AIM
Update the records below by swapping every "thick fur" for "dense coat" and leaving everything else unchanged. Omit the pictures from your answer.

DATA FOR THE TASK
+--

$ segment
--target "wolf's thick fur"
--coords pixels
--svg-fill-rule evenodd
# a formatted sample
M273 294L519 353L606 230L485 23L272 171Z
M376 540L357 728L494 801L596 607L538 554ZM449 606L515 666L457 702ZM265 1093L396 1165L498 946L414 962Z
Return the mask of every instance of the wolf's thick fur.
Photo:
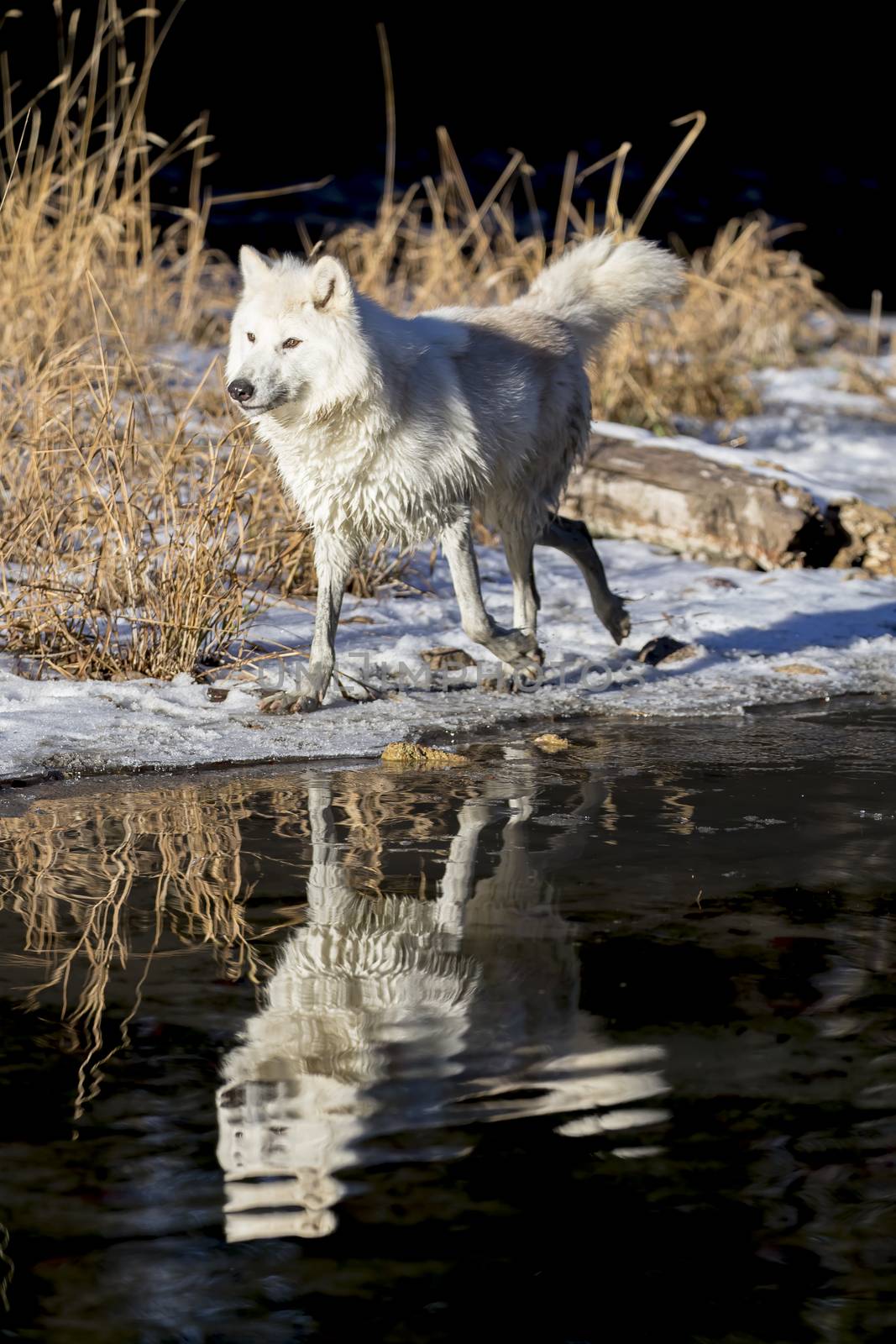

+--

ANSWER FOR THE TASK
$ segment
--target "wolf's dense coat"
--coords pixels
--svg-fill-rule evenodd
# a formatted sample
M273 294L519 353L606 230L485 23L272 171Z
M376 540L357 728L494 801L596 607L538 554ZM449 606L515 666L457 702ZM265 1093L396 1165L498 946L414 962Z
Return the mask of every instance of the wolf's dense coat.
Photo:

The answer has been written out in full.